• Your objective
Could you reproduce, word for word, everything below from the line containing "In the image provided above, does any black" down to the line containing "In the image provided above, does any hockey player", with both of those lines included and no others?

━━━━━━━━

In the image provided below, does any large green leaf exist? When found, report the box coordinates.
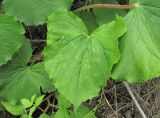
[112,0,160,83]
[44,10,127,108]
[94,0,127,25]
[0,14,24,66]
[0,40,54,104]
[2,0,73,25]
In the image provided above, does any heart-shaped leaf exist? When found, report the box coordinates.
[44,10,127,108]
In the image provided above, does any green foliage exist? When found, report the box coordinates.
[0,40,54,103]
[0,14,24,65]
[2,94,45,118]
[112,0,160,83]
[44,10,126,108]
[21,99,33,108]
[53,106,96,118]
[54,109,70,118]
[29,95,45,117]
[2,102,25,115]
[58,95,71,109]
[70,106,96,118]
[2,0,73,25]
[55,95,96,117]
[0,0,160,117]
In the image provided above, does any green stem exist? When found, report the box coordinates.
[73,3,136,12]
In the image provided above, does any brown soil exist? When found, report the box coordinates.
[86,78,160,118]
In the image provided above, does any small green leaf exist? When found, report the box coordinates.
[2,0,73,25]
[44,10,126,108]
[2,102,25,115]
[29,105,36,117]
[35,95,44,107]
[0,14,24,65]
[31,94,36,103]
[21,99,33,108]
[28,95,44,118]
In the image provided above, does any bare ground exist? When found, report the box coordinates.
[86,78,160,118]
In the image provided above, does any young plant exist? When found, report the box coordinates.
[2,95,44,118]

━━━━━━━━

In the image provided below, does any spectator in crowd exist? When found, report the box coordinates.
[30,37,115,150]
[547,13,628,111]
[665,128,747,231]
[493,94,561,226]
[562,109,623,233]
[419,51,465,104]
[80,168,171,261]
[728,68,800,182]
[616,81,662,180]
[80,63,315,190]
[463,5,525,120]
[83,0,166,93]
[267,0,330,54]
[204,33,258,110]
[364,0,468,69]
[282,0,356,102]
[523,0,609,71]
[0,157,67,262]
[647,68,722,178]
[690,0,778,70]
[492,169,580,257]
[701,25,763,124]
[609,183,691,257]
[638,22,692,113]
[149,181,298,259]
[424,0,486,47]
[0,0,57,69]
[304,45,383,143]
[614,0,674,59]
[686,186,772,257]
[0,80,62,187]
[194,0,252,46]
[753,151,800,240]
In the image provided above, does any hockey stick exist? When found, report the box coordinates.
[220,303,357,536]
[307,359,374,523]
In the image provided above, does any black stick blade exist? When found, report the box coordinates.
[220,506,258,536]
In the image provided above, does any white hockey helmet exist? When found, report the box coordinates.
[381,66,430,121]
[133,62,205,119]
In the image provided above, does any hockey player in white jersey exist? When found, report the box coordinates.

━━━━━━━━

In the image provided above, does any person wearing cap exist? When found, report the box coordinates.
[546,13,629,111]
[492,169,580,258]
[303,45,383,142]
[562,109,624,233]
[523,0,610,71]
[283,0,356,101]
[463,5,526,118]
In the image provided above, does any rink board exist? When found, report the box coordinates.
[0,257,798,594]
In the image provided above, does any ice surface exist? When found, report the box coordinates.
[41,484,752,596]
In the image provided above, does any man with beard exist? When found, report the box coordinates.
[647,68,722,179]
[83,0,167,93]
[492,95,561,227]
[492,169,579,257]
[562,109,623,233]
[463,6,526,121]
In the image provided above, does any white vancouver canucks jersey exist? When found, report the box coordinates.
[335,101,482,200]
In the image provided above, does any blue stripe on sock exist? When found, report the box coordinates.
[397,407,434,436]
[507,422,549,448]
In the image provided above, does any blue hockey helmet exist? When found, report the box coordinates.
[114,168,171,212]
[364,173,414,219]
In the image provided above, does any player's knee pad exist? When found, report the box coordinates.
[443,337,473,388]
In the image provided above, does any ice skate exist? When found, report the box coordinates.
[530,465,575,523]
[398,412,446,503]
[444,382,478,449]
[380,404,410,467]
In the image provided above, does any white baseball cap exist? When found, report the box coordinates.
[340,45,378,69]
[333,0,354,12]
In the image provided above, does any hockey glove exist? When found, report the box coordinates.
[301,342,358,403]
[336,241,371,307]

━━━━━━━━

• Response area
In the image provided above, does any black stick blade exist? When found, report the box coordinates.
[220,506,258,536]
In the image provided above, does any white hockey helmet exist? When found, report the box coordinates.
[381,66,430,121]
[133,62,205,119]
In the image provided above, does any hockey player in white jersey exist? When found, report the box coordinates.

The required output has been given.